Data for review:
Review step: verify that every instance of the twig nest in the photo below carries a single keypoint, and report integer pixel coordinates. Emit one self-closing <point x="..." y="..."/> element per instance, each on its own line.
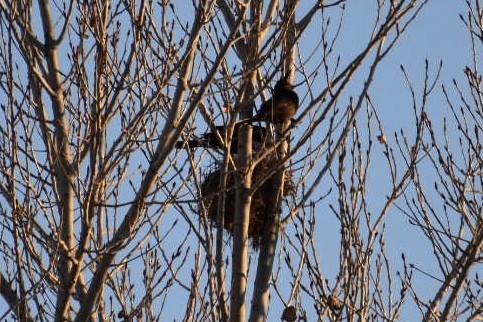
<point x="211" y="192"/>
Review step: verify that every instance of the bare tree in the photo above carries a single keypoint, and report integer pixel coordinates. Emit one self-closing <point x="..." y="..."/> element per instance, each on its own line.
<point x="107" y="214"/>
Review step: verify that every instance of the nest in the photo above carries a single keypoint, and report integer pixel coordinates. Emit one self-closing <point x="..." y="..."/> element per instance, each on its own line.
<point x="210" y="190"/>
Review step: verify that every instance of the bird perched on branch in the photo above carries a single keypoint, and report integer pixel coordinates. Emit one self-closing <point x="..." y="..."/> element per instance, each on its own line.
<point x="210" y="139"/>
<point x="281" y="107"/>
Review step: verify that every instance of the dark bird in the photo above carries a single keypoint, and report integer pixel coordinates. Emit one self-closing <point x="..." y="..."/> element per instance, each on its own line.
<point x="281" y="107"/>
<point x="210" y="139"/>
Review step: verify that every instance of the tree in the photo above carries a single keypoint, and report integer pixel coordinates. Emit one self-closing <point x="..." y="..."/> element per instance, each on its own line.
<point x="104" y="219"/>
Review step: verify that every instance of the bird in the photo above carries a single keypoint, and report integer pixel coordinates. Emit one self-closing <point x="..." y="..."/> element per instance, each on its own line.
<point x="210" y="139"/>
<point x="281" y="107"/>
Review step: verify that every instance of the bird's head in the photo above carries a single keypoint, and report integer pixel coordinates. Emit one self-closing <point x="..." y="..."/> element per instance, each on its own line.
<point x="284" y="83"/>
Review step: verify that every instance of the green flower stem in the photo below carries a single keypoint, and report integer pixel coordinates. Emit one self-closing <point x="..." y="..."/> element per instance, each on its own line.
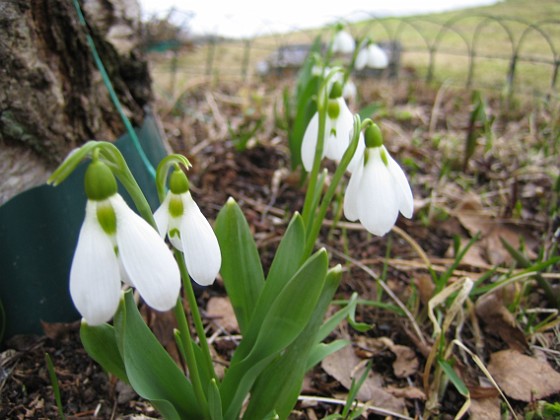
<point x="189" y="353"/>
<point x="191" y="298"/>
<point x="313" y="231"/>
<point x="308" y="207"/>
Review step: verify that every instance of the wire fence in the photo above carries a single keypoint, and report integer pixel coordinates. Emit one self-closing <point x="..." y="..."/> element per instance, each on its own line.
<point x="472" y="50"/>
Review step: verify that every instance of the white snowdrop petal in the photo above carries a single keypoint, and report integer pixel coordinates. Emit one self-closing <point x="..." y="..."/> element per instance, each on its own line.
<point x="352" y="193"/>
<point x="343" y="43"/>
<point x="361" y="59"/>
<point x="161" y="216"/>
<point x="94" y="275"/>
<point x="309" y="142"/>
<point x="201" y="250"/>
<point x="378" y="206"/>
<point x="337" y="145"/>
<point x="146" y="258"/>
<point x="406" y="201"/>
<point x="349" y="91"/>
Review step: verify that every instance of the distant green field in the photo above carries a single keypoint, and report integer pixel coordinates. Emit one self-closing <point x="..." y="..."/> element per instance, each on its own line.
<point x="475" y="45"/>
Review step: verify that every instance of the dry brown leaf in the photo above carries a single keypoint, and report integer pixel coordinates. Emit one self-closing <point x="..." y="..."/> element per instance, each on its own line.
<point x="221" y="311"/>
<point x="485" y="409"/>
<point x="499" y="321"/>
<point x="522" y="377"/>
<point x="342" y="366"/>
<point x="409" y="392"/>
<point x="475" y="219"/>
<point x="406" y="362"/>
<point x="162" y="324"/>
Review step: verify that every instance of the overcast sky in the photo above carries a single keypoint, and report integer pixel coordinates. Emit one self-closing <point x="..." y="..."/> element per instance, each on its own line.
<point x="241" y="18"/>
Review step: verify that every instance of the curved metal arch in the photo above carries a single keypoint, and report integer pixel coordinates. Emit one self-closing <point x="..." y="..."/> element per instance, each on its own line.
<point x="376" y="20"/>
<point x="410" y="23"/>
<point x="445" y="28"/>
<point x="485" y="22"/>
<point x="537" y="27"/>
<point x="555" y="59"/>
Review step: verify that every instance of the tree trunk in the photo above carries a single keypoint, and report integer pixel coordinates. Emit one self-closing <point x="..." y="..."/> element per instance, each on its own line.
<point x="52" y="96"/>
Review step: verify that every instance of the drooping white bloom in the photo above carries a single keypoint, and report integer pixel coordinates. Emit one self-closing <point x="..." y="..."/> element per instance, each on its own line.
<point x="180" y="218"/>
<point x="349" y="91"/>
<point x="372" y="56"/>
<point x="377" y="191"/>
<point x="343" y="43"/>
<point x="338" y="132"/>
<point x="115" y="244"/>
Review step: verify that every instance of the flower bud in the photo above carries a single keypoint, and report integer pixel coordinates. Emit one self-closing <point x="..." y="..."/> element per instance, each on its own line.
<point x="373" y="136"/>
<point x="99" y="181"/>
<point x="336" y="90"/>
<point x="178" y="182"/>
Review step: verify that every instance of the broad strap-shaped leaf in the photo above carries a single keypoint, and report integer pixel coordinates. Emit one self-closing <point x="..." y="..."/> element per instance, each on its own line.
<point x="101" y="344"/>
<point x="151" y="371"/>
<point x="287" y="261"/>
<point x="241" y="266"/>
<point x="286" y="318"/>
<point x="279" y="385"/>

Task requirements:
A verbatim copy of every record is to be produced, and pictures are to be excluded from it.

Expected output:
Review step: verify that every instance of the twig nest in the photo below carries a single keypoint, and report integer pixel coordinates. Emit one self-closing <point x="..." y="..."/> element per instance, each on its own line.
<point x="211" y="192"/>
Review step: verify that every instance of the bare tree in the photo above carries a single keypoint, and report integer pixel coordinates. Emit one self-closing <point x="..." y="..."/> element per instance, each on its own line.
<point x="107" y="214"/>
Review step: verify that every instance of the nest in the photo above carries a single keypoint, and report integer pixel coordinates. Emit one self-closing <point x="..." y="..."/> element per instance, each on its own line.
<point x="210" y="190"/>
Review step: verify that every instance of the bird perched on branch in the photo above carries a single keypoint, and report integer pixel coordinates. Emit one self-closing <point x="..." y="..."/> element per instance, each on its own line.
<point x="210" y="139"/>
<point x="281" y="107"/>
Review step: verify that every instance of the dark bird in the photo above carries a single keypoint, and report integer pixel coordinates. Emit one self-closing <point x="..." y="..."/> element per instance, each on its own line.
<point x="281" y="107"/>
<point x="210" y="139"/>
Review step: verify that every instance of the tree in the photo above carries a single keypoint, and report integer pixel coordinates. Emit one self-closing <point x="..." y="..."/> element per instance, each on its own line.
<point x="104" y="219"/>
Review step: verify that every instance of the bird in the photo above carries a single keypoint, and report integer pixel coordinates. Emit one self-closing <point x="..." y="..."/> element per instance, each on its own line.
<point x="210" y="139"/>
<point x="281" y="107"/>
Review step: verify that every instance of the bird's head in the photo above carries a single keypoint, and report integer pixel coordinates. Emit one self-closing <point x="..." y="..."/> element per instance, each on its own line.
<point x="284" y="83"/>
Review step: verify that every instance of the green flower stem in the photo below carries a single keypoint, and report integer pixel coordinates. Emit one self-closing <point x="..." y="..."/> element per instance, each on its own line.
<point x="189" y="353"/>
<point x="191" y="298"/>
<point x="313" y="231"/>
<point x="308" y="207"/>
Review step: verify that every instance of the wire fence in the photo above carries a single keypoint, and report integer pixel coordinates. Emit one self-closing <point x="..." y="..."/> element per instance, each on its own line.
<point x="472" y="50"/>
Review step: verify that every instance of the white snowdrop petal in the photo above carries a single keypoint, and report integer pixel coordinates. Emit one self-closing <point x="..." y="..."/> element per instance, each on its own line.
<point x="352" y="193"/>
<point x="343" y="43"/>
<point x="361" y="59"/>
<point x="161" y="216"/>
<point x="94" y="275"/>
<point x="309" y="142"/>
<point x="201" y="250"/>
<point x="378" y="206"/>
<point x="337" y="145"/>
<point x="146" y="258"/>
<point x="406" y="201"/>
<point x="349" y="91"/>
Review step: verify that every instance of the distant green field in the photo above carries a single keypoint, and report integer pixel coordinates. Emit one self-closing <point x="..." y="..."/> element per instance, each on its own line.
<point x="475" y="45"/>
Review step: verify that every instance of the dry brown leaf in the photo above carries a single keypoint, and report integer pixel coordinates. Emit one self-closing <point x="..." y="..."/> element per instance, each on its own line.
<point x="221" y="311"/>
<point x="485" y="409"/>
<point x="499" y="321"/>
<point x="522" y="377"/>
<point x="342" y="366"/>
<point x="409" y="392"/>
<point x="475" y="219"/>
<point x="406" y="362"/>
<point x="162" y="324"/>
Review step: verify that every instance of the overcast sky in the photo above carries a single keypoint, and report integer pixel coordinates. Emit one self-closing <point x="..." y="..."/> element per instance, each on its own line.
<point x="241" y="18"/>
Review step: verify that every instance of the curved metal arch in the photo above carries a single keypoint, and report integer pixel coordinates. Emit one self-closing <point x="..." y="..."/> element per instance, each on its own line.
<point x="376" y="20"/>
<point x="410" y="23"/>
<point x="445" y="28"/>
<point x="485" y="22"/>
<point x="537" y="27"/>
<point x="555" y="59"/>
Review step: verify that every instance of the tree trunk in the photo above carries a single keypoint, and report integer pixel coordinates. Emit one self-closing <point x="..." y="..."/> element per instance, each on its own line.
<point x="52" y="96"/>
Review step: verify that every instance of the drooping white bloom in the photo above carries a single keypoint, and report integer pixel coordinates. Emit one self-closing <point x="..." y="..."/> element per instance, each on its own line.
<point x="180" y="218"/>
<point x="349" y="91"/>
<point x="372" y="56"/>
<point x="377" y="191"/>
<point x="343" y="43"/>
<point x="338" y="132"/>
<point x="115" y="244"/>
Review step: verify that every instance of the flower bud in the photo above carries a single keypoint, and report integer pixel coordinates. Emit one self-closing <point x="..." y="..."/> element per instance, each on its own line.
<point x="373" y="136"/>
<point x="99" y="181"/>
<point x="336" y="90"/>
<point x="178" y="182"/>
Review step: verify that every instance of the broad strap-shaped leaf in the photo above carries a single keypoint, and report integer pixel coordinates. Emit one self-closing <point x="..." y="..."/> element per instance, each on its own line.
<point x="101" y="344"/>
<point x="151" y="371"/>
<point x="287" y="261"/>
<point x="241" y="266"/>
<point x="286" y="318"/>
<point x="279" y="385"/>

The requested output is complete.